**TEXTE SOURCE**:
↓
5 - Les déconfitures de la postérité de Machiavel
6 - Le message de Sotchi
7 - La Russie et l'avenir de l'Europe de la pensée
8 - Le pape François et la Russie

1 - Une histoire des Yahous

On se souvient des mois les plus dramatiques de 2014: les politologues, les anthropologues et les méthodologistes les plus célèbres d'une science historique nouvelle alors en gestation dans le monde entier avaient commencé de s'avouer la nécessité d'armer leurs disciplines demeurées flottantes d'un regard de l'extérieur sur l'animalité sui generis du genre humain, tellement les disciplines locales des spécialistes les plus illustres de l'époque perdaient et le code de navigation de leur rationalité interne. Mais comment conquérir un savoir englobant et surplombant si aucune cervelle ne venait unifier le savoir des sciences humaines en général et de leurs comportements épistémologiques multicolores?

Rappelons, en tout premier lieu, les circonstances tragiques de l'époque. L'accès au pouvoir des Trajan, des Hadrien, des Marc-Aurèle réveillait davantage l'espérance politique de la masse des citoyens de l'empire que le spectacle de l'extinction des derniers feux de la civilisation française dont les flambeaux mourants avaient passé des mains inutiles de M. Jean-Marc Ayrault à celles, plus vaines encore, de M. Manuel Valls. Et pourtant, tout le monde savait que la chute de Rome dans l'abime ne pouvait plus se trouver conjurée, parce que l'heure avait sonné où le cours fatal de l'histoire n'était plus exorcisable. Il en était désormais de même pour Paris.

Jusqu'en octobre 2013, les sanctions économiques édictées à l'échelle internationale contre un Etat souverain de soixante quinze millions d'habitants, l'Iran, avaient démontré à quel point la planète était livrée à l'autorité exclusive des Etats-Unis et d'Israël. Cette politique avait coûté l'assèchement d'un marché de plusieurs centaines de milliers de véhicules à la seule industrie automobile des Gaulois. Et maintenant, Pékin venait rafler la mise : la vente de Citroen et de Renault à la Chine pour un montant de 14% seulement de la valeur en bourse de l'entreprise permettait d'avance à l'empire du Milieu d'accroître sa future appropriation totale du capital de ces deux marques et cela au fur et à mesure des besoins de plus en plus pressants en trésorerie d'une Ve République aux abois. De toutes façons, il était impossible de jamais diviser par deux ou par trois le montant des salaires mensuels de la classe ouvrière française, de sorte que le coût grandissant de la main-d'œuvre du Vieux Monde ne pouvait que creuser sans cesse davantage, rendre plus saignante la plaie thanatogène du chômage et conduire à l'abîme un continent incurable.
↑
**LIGNES DE DONNÉES**:
↓
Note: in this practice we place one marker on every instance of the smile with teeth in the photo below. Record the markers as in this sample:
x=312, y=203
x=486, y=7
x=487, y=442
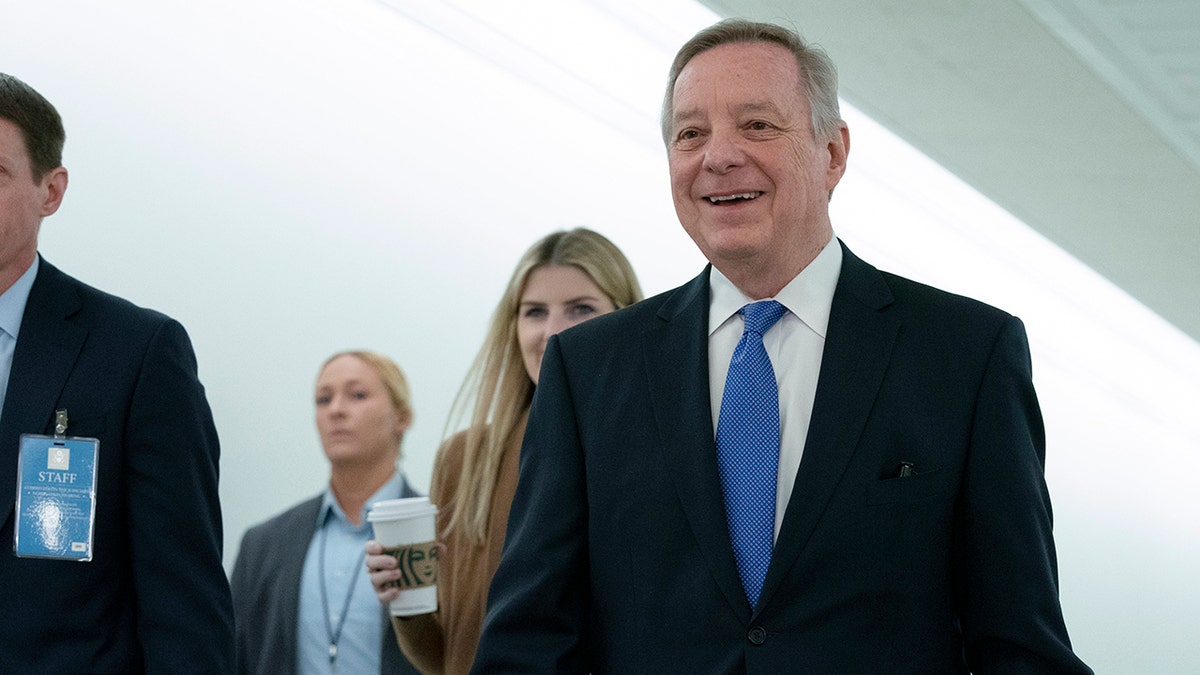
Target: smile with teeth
x=719, y=198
↑
**CONSIGNES**:
A) Recopiez fidèlement le passage du texte qui va de « 5 - Les déconfitures » à « comportements épistémologiques multicolores? ».
B) D'après le texte, combien d'habitants compte l'Iran ?
C) Pour chaque affirmation, dites si elle concorde avec le texte. Répondez par oui ou par non, puis citez les mots du texte qui tranchent.
(i) La vente de Citroen et de Renault à la Chine s'est faite pour 14 % seulement de la valeur en bourse de l'entreprise.
(ii) Il était possible de diviser par deux le montant des salaires mensuels de la classe ouvrière française.
(iii) Les flambeaux de la civilisation française sont passés des mains de M. Manuel Valls à celles de M. Jean-Marc Ayrault.

**CORRIGÉ DÉTAILLÉ**:
A)
5 - Les déconfitures de la postérité de Machiavel
6 - Le message de Sotchi
7 - La Russie et l'avenir de l'Europe de la pensée
8 - Le pape François et la Russie

1 - Une histoire des Yahous

On se souvient des mois les plus dramatiques de 2014: les politologues, les anthropologues et les méthodologistes les plus célèbres d'une science historique nouvelle alors en gestation dans le monde entier avaient commencé de s'avouer la nécessité d'armer leurs disciplines demeurées flottantes d'un regard de l'extérieur sur l'animalité sui generis du genre humain, tellement les disciplines locales des spécialistes les plus illustres de l'époque perdaient et le code de navigation de leur rationalité interne. Mais comment conquérir un savoir englobant et surplombant si aucune cervelle ne venait unifier le savoir des sciences humaines en général et de leurs comportements épistémologiques multicolores?

B) Soixante-quinze millions d'habitants.

C)
(i) Oui : « la vente de Citroen et de Renault à la Chine pour un montant de 14% seulement de la valeur en bourse de l'entreprise ».
(ii) Non : « il était impossible de jamais diviser par deux ou par trois le montant des salaires mensuels de la classe ouvrière française ».
(iii) Non : « avaient passé des mains inutiles de M. Jean-Marc Ayrault à celles, plus vaines encore, de M. Manuel Valls ».